■ Source document
BioJulia / GenomicFeatures.jl

Tools for genomic features in Julia.
Other
32 stars 13 forks source link

filter function for IntervalCollection #35

Closed hsugawa8651 closed 4 years ago

hsugawa8651 commented 4 years ago

Types of changes

:clipboard: Additional detail

filter(f, coll:IntervalCollection) is an eager implementation of filtering IntervalCollection,
which is equivalent to the following code:

result=IntervalCollection{T}()   # T is the type of metadata of the element in `coll`
for i in Base.Iterators.filter(f, coll)
    push!(result,i)
end
result

This function provides a way to make a subset of IntervalCollection that satisfies a given proposition.

The following code selects non-overlapping intervals in the IntervalCollection coll

coll=IntervalCollection{Nothing}()
push!(coll, Interval("chr1", 1, 9))
push!(coll, Interval("chr1", 4, 7))
cov=coverage(coll)
cov1=filter(cov) do i
    i.metadata==1  # specify coverage
end
@show cov1
# =>
# IntervalCollection{UInt32} with 2 intervals:
#  chr1:1-3  .  1
#  chr1:8-9  .  1

:ballot_box_with_check: Checklist

Note 1

I am afraid that this function is already defined somewhere in the huge BioJulia libraries. In that case, I will take down this PR.

■ Work item
For each statement, answer yes or no according to the GenomicFeatures.jl pull request and quote the words that decide it: (a) The filter function for IntervalCollection is described as a lazy implementation. (b) The output of the example code shows a collection with 2 intervals. (c) The author will withdraw the pull request if the function is already defined elsewhere in the BioJulia libraries.

■ Supplied material
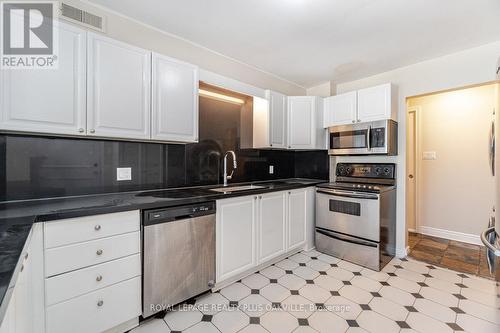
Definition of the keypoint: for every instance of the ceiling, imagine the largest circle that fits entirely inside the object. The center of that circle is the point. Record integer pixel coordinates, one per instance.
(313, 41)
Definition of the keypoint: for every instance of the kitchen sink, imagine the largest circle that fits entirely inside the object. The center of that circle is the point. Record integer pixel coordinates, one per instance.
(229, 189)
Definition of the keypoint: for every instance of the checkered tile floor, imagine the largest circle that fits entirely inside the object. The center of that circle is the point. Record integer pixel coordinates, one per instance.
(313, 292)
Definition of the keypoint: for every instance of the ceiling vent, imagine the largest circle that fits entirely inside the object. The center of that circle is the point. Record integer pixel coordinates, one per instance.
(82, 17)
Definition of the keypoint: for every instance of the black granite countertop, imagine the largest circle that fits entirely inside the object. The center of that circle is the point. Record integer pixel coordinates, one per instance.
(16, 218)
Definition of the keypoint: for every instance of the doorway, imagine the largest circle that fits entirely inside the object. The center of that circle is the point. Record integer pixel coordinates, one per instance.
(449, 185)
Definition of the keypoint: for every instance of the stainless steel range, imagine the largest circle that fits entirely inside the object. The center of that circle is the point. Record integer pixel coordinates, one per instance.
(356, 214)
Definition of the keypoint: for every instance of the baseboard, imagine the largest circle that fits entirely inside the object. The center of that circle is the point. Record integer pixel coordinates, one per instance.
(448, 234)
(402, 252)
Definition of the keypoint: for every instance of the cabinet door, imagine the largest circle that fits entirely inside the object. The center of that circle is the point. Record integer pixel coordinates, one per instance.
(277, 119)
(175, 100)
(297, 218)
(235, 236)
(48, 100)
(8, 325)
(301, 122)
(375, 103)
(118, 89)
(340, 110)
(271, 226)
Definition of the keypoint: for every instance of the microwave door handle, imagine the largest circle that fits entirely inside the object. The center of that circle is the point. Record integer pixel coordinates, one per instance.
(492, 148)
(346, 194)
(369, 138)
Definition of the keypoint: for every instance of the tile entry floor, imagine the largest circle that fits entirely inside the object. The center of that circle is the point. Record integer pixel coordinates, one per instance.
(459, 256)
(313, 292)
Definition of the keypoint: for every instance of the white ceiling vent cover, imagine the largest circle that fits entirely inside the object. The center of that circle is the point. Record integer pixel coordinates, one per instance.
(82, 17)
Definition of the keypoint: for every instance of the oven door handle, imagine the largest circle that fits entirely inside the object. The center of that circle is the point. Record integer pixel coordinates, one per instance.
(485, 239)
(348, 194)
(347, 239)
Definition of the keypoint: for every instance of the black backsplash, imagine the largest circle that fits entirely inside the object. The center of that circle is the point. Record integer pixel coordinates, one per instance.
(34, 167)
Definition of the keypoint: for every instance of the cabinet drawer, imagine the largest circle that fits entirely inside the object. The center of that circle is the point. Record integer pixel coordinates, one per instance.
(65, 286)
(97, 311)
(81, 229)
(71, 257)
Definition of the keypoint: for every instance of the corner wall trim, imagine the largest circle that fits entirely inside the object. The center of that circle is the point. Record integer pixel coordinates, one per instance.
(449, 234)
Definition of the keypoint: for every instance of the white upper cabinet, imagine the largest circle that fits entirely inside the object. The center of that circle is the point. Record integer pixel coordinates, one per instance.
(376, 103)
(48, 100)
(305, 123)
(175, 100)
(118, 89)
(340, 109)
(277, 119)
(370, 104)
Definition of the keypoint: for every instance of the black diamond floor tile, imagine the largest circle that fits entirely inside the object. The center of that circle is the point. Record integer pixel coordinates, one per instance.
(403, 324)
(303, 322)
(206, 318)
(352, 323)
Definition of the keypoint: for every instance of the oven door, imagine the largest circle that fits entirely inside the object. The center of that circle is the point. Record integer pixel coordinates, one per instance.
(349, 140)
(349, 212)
* * *
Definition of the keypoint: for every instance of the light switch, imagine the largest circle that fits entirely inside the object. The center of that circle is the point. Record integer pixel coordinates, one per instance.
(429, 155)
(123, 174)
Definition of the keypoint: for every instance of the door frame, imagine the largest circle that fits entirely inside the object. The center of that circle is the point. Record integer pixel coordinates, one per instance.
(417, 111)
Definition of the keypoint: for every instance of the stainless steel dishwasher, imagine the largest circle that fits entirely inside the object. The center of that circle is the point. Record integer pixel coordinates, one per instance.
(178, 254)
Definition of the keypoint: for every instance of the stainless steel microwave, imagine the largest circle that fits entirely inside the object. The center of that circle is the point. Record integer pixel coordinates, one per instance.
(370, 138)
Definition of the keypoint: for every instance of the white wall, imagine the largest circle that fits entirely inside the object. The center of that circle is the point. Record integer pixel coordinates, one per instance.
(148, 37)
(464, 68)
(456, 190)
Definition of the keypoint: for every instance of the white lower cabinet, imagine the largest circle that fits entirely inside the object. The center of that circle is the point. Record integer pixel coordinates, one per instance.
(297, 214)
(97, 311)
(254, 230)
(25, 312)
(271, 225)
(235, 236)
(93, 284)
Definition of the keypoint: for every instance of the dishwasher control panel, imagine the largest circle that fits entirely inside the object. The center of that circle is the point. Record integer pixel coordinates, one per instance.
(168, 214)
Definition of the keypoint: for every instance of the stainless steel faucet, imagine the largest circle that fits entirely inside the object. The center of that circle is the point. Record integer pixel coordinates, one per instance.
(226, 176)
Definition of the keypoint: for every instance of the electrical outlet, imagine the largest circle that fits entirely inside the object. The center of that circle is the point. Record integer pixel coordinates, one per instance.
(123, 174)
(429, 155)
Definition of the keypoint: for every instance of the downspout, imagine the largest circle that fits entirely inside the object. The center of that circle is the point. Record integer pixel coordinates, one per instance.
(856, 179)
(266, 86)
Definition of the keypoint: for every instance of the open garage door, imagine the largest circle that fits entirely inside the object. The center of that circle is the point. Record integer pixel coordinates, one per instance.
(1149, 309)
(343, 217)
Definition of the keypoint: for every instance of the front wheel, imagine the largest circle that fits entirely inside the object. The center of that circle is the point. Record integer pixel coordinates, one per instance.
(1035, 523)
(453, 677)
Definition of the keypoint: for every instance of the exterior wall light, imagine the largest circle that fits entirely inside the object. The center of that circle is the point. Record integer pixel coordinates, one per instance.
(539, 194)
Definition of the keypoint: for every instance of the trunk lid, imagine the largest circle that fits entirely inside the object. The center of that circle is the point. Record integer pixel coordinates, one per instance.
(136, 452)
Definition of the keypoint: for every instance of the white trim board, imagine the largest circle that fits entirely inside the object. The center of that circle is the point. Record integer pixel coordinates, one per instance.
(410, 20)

■ Result of this task
(a) No: "is an eager implementation of filtering IntervalCollection"
(b) Yes: "IntervalCollection{UInt32} with 2 intervals:"
(c) Yes: "In that case, I will take down this PR."